TASK INSTRUCTIONS » Reproduce every line of the material below word for word, with nothing changed, added, or left out.

RECORDS SUPPLIED »
******

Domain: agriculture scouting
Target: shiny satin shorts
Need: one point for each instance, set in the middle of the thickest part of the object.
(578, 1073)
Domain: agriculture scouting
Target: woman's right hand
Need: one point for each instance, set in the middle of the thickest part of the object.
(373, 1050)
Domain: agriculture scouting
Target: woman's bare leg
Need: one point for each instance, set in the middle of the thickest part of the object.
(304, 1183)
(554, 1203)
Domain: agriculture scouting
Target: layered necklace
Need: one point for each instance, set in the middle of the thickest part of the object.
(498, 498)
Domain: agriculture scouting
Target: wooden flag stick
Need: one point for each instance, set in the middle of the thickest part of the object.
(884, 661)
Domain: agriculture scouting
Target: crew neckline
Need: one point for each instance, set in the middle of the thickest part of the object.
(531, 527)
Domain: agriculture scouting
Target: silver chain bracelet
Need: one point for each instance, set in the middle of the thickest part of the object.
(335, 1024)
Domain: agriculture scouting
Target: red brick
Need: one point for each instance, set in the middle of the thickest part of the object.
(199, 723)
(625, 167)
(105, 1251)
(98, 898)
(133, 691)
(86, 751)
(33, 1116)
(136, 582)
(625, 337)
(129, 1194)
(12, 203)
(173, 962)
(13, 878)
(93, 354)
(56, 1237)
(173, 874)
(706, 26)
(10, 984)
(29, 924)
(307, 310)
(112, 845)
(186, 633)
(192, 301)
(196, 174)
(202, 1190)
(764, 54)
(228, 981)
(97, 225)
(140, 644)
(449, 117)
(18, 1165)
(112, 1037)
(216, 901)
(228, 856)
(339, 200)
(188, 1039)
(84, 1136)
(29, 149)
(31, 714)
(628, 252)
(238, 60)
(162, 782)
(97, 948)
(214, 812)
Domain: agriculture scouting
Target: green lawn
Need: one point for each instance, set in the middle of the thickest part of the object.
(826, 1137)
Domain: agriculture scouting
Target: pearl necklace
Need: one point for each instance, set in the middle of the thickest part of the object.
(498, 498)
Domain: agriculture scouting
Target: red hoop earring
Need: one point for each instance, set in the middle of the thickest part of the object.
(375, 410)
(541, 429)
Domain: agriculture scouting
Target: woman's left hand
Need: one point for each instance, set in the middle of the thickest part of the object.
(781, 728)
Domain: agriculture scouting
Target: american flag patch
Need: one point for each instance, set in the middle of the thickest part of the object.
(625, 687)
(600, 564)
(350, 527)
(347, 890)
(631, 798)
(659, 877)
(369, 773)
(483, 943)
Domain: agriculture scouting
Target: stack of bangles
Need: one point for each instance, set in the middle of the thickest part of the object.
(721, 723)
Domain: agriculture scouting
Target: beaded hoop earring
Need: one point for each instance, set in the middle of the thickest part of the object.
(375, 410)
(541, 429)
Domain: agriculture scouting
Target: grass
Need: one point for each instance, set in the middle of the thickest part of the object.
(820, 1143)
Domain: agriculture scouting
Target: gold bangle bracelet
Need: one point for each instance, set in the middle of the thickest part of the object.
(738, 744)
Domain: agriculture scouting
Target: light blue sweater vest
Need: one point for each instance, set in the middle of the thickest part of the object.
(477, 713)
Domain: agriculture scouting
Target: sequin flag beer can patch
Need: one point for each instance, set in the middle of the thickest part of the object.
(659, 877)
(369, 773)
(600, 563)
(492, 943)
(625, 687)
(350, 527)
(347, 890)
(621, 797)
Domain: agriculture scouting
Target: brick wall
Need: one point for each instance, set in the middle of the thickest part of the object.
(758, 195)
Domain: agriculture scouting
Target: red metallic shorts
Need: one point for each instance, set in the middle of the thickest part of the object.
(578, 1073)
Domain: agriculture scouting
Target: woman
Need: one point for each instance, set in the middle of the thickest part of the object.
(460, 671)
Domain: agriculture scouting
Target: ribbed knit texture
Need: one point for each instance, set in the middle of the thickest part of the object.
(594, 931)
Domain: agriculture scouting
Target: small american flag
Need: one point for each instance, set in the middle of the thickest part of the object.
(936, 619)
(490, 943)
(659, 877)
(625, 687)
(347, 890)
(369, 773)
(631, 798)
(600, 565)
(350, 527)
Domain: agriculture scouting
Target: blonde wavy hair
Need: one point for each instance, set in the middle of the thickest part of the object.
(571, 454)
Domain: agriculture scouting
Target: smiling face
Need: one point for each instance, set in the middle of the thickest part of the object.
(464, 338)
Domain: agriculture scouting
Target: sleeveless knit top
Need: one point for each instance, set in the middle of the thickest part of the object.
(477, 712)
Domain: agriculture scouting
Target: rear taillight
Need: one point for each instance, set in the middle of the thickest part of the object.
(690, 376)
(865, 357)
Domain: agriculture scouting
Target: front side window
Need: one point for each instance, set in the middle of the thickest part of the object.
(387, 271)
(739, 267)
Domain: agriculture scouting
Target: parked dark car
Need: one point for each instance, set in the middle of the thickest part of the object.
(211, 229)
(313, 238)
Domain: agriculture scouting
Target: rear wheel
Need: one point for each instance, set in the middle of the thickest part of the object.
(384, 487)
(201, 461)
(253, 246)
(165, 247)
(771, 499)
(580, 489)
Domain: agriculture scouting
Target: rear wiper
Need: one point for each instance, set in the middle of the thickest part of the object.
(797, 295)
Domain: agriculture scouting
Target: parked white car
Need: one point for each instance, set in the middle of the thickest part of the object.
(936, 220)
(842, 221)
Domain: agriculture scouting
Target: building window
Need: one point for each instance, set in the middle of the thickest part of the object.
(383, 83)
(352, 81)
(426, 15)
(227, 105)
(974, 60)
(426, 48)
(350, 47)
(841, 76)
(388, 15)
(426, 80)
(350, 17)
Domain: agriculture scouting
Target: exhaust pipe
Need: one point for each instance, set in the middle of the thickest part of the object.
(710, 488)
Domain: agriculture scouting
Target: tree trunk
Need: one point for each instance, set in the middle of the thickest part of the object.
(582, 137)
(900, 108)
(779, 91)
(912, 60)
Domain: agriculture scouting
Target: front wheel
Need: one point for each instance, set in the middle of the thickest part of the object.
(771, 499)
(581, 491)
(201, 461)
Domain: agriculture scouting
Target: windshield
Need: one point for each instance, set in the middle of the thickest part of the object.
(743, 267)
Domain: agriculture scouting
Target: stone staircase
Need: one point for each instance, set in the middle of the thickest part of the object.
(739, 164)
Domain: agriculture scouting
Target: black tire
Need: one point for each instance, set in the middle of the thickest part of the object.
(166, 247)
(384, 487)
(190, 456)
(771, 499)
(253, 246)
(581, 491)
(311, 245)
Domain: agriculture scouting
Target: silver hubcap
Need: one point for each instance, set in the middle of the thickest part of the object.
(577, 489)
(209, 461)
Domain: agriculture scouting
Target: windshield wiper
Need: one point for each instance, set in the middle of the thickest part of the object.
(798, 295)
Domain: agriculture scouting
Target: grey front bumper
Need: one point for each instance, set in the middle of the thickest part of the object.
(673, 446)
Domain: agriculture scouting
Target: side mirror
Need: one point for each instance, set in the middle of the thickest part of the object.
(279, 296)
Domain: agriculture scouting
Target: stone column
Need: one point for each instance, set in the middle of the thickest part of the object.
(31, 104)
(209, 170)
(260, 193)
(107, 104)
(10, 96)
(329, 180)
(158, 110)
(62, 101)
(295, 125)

******

FULL SOLUTION »
Domain: agriculture scouting
Target: shiny satin shorts
Need: one point for each instance, set in the middle of the thickest part of the object.
(578, 1073)
Domain: agriculture scouting
Target: woman's right hand
Need: one point for each instance, set in the middle of the thickest part of the object.
(373, 1050)
Domain: agriculture scouting
Target: woman's bare leg
Need: one point for each instance, set in the middle of the thickest part of the object.
(304, 1183)
(554, 1203)
Domain: agriculture scouting
Target: layered necklace
Need: one point for each instance, set in the middle of the thickest part of the object.
(498, 498)
Domain: agriculture scouting
Target: wooden flag stick
Need: one point for each instance, set in the middle of the thickest part of the object.
(884, 661)
Domain: agriculture scouting
Target: crew neckline
Need: one point for each instance, set in the middle of the thickest part of the object.
(531, 527)
Domain: agriculture scouting
Target: silver chain bracelet
Need: one point for each instance, set in the middle of the thickest part of the object.
(335, 1024)
Domain: agriculture scouting
Target: red brick
Need: one point for each instance, set in the middle of the thickest part of the object.
(199, 723)
(625, 167)
(105, 1251)
(98, 898)
(133, 691)
(86, 751)
(33, 1116)
(136, 582)
(625, 337)
(129, 1194)
(12, 203)
(173, 962)
(13, 878)
(93, 354)
(56, 1237)
(173, 874)
(706, 26)
(10, 984)
(29, 924)
(307, 310)
(112, 845)
(186, 633)
(192, 301)
(196, 174)
(202, 1190)
(764, 54)
(228, 981)
(97, 225)
(140, 644)
(449, 117)
(18, 1165)
(112, 1037)
(216, 901)
(228, 856)
(339, 200)
(188, 1039)
(84, 1136)
(29, 149)
(31, 714)
(628, 252)
(238, 60)
(162, 782)
(97, 948)
(214, 812)
Domain: agriculture scouting
Target: green lawn
Need: one point for each instance, set in the middle of the thickest part of the object.
(826, 1137)
Domain: agriculture scouting
Target: pearl necklace
Need: one point for each instance, set in the middle of the thickest part of the object.
(498, 498)
Domain: agriculture scouting
Target: red hoop earring
Need: one point for each instance, set in the middle of the thickest part of the object.
(375, 410)
(541, 429)
Domain: agriculture scouting
Target: woman's left hand
Need: one point for each instance, set in the middle of the thickest part of the object.
(781, 728)
Domain: agriculture scouting
Target: american flag patch
Need: one point for each instance, set in the middle of the thickest part of the object.
(625, 687)
(600, 564)
(350, 527)
(347, 890)
(631, 798)
(659, 877)
(369, 773)
(483, 943)
Domain: agriculture scouting
Target: stack of bangles
Need: one point for each instance, set in the middle of the thickest part of the object.
(721, 723)
Domain: agriculture scouting
Target: beaded hoop earring
Need: one point for each instance, set in the middle of the thickest part of the object.
(375, 410)
(541, 429)
Domain: agriculture scouting
Target: grass
Need: one point for each instance, set in the middle of the thickest part of the object.
(820, 1143)
Domain: agriculture scouting
Target: gold bangle bracelet
Need: one point for each instance, set in the middle of the thickest part of the object.
(738, 744)
Domain: agriculture scouting
Target: light blue sweater vest
Need: one point for each instance, set in the middle of the thickest part of the object.
(477, 713)
Domain: agriculture scouting
Target: sequin flag beer can patch
Need: one point for each instance, set in the middle of the thickest part of the object.
(659, 877)
(369, 773)
(600, 563)
(492, 943)
(625, 687)
(350, 527)
(347, 890)
(621, 797)
Domain: agriculture scouting
Target: brick wall
Need: one point for each instance, set in the middle of the thickest part of the object.
(758, 195)
Domain: agriculture scouting
Target: red metallic shorts
Need: one point for each instance, set in the middle of the thickest part of the object.
(578, 1073)
Domain: agriculture scouting
Target: woman
Need: one point for each instance, set in the middle of the thickest part of the object.
(460, 671)
Domain: agriculture scouting
Target: ribbed knit texture
Need: one point for each instance, set in the middle of the thickest part of the object.
(594, 931)
Domain: agriculture scouting
Target: small american flag
Need: one point for each instance, set in the middle of the thickest part of the object.
(936, 619)
(490, 943)
(659, 877)
(625, 687)
(347, 890)
(369, 773)
(631, 798)
(600, 565)
(350, 527)
Domain: agriculture scouting
Target: blonde wavy hair
Need: one point for each instance, set in the middle of the thickest part of the object.
(571, 454)
Domain: agriculture scouting
Target: smiling face
Need: one point for each instance, set in the middle of the thickest part of the object.
(464, 338)
Domain: agriculture scouting
Target: sleeveless knit top
Need: one point for each instance, set in the middle of the thickest part of the object.
(477, 712)
Domain: agriculture scouting
Target: rear taillight
Need: one point for each instance, set in the middle of the thickest part of the object.
(690, 376)
(865, 357)
Domain: agriculture scouting
Target: front side window
Need: one point for each instance, set in the middle of the thickest part of the object.
(387, 271)
(739, 267)
Domain: agriculture scouting
Target: parked dark car
Need: one point for each instance, set in the middle of the thickest part of the object.
(211, 229)
(313, 238)
Domain: agriculture scouting
Target: rear wheel
Need: one point for each instance, set in the middle of the thickest part of the object.
(384, 487)
(201, 461)
(253, 246)
(165, 247)
(771, 499)
(580, 489)
Domain: agriculture scouting
Target: rear wiper
Need: one point for each instance, set in the middle of the thickest part of the object.
(797, 295)
Domain: agriculture scouting
Target: parked white car
Need: one point for each instance, set in the middle of the thickest part of the object.
(936, 220)
(842, 221)
Domain: agriculture scouting
Target: building window
Need: one point for each instance, set in the middle of the thickest part of the object.
(383, 83)
(352, 81)
(426, 15)
(227, 105)
(974, 60)
(426, 48)
(350, 47)
(841, 76)
(388, 15)
(426, 80)
(350, 17)
Domain: agriculture scouting
Target: exhaust pipe
Need: one point for each instance, set in the middle of the thickest part of the object.
(710, 488)
Domain: agriculture scouting
Target: tree trunk
Need: one point for each instance, set in the middle of the thickest part of the object.
(582, 137)
(900, 108)
(779, 91)
(912, 60)
Domain: agriculture scouting
Target: front wheel
Need: one point for each instance, set in the middle of the thickest part of the object.
(771, 499)
(581, 491)
(201, 461)
Domain: agriculture scouting
Target: windshield
Need: one point for each instance, set in the middle of the thickest part of the object.
(743, 267)
Domain: agriculture scouting
Target: stone staircase
Need: one point for each instance, set in the middle of the thickest part of the object.
(739, 164)
Domain: agriculture scouting
Target: black tire
Need: one point for each instance, set in the middle of the thickest part of the object.
(166, 247)
(384, 487)
(190, 456)
(771, 499)
(253, 246)
(581, 491)
(311, 245)
Domain: agriculture scouting
Target: silver hubcap
Need: one point for each instance, set in the middle of the thickest part of the object.
(577, 489)
(209, 461)
Domain: agriculture scouting
Target: windshield wiper
Need: one point for each instance, set in the middle of the thickest part of the object.
(798, 295)
Domain: agriculture scouting
Target: grey front bumper
Need: one point for each instance, set in the middle of the thickest part of the object.
(673, 446)
Domain: agriculture scouting
Target: side mirror
Need: one point for each instance, set in the middle of the thickest part of the object.
(279, 296)
Domain: agriculture scouting
Target: stone column
Need: one point for each instance, set in the middle of the thickest part of the object.
(31, 104)
(209, 170)
(260, 193)
(107, 104)
(10, 96)
(329, 180)
(158, 110)
(62, 101)
(295, 125)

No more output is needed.